##### Data section #####

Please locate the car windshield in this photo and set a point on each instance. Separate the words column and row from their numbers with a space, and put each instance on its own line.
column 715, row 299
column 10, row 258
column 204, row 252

#####
##### Data section #####

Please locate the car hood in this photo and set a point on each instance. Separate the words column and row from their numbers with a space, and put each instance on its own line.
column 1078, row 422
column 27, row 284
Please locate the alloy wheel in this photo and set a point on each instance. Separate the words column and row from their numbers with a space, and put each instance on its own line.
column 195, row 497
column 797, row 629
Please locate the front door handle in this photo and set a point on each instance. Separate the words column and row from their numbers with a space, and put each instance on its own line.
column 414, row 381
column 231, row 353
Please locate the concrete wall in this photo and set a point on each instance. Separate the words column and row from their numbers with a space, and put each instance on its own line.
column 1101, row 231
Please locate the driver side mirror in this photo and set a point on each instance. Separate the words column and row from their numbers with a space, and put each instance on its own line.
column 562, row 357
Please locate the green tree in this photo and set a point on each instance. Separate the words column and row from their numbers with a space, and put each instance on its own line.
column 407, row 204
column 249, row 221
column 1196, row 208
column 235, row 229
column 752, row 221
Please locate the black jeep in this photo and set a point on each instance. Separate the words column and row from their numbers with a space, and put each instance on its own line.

#####

Description of the task
Extract, word for word, the stretch of the records above from the line containing "Please locate the car windshield" through the line containing "column 204, row 252", including both of those lines.

Output for this exercise
Please locate the car windshield in this photo and set a point on each instance. Separate the words column and row from their numbers with a space, and put each instance on its own line.
column 715, row 299
column 10, row 258
column 204, row 252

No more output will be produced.